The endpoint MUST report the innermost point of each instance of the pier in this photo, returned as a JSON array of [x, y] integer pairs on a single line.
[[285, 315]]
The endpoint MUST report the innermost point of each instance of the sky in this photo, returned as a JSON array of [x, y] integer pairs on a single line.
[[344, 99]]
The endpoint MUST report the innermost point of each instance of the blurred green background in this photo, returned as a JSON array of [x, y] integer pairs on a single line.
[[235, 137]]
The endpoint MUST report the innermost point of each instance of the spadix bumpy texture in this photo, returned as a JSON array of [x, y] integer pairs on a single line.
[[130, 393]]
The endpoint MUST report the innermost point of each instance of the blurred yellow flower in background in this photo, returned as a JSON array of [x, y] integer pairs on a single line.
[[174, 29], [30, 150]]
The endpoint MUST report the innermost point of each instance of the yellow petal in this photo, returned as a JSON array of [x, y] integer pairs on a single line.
---
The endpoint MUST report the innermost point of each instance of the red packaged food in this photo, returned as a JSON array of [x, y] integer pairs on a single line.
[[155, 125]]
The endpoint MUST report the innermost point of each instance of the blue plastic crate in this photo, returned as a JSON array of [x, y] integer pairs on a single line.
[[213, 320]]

STATED TASK: Please write out again the material starting with the line that contains "of the pier" and going on through the line that contains "of the yellow", swapping "innermost" for "central" and leaving everything else unchanged.

TASK SOLUTION:
The endpoint MUST report the central point of each instance of the pier in this photo, returned as a JSON array of [x, y] integer pairs on a single line.
[[285, 315]]
The endpoint MUST report the central point of each instance of the sky in this photo, returned as a JSON array of [x, y] integer pairs on a single line.
[[344, 99]]
The endpoint MUST report the central point of each instance of the blurred green background in this photo, returned as a JSON array of [x, y] integer pairs on a single line.
[[235, 137]]
The endpoint MUST report the central point of each instance of the spadix bumpy texture in this photo, returned as a JSON array of [x, y] integer pairs on a single line.
[[130, 393]]
The endpoint MUST report the central point of each instance of the blurred yellow flower in background in this photo, returned as a JSON array of [x, y] integer pairs on a single line.
[[174, 29], [30, 150]]
The endpoint MUST report the central point of each instance of the yellow petal in this photo, returned as a JSON array of [x, y] integer pairs on a single line.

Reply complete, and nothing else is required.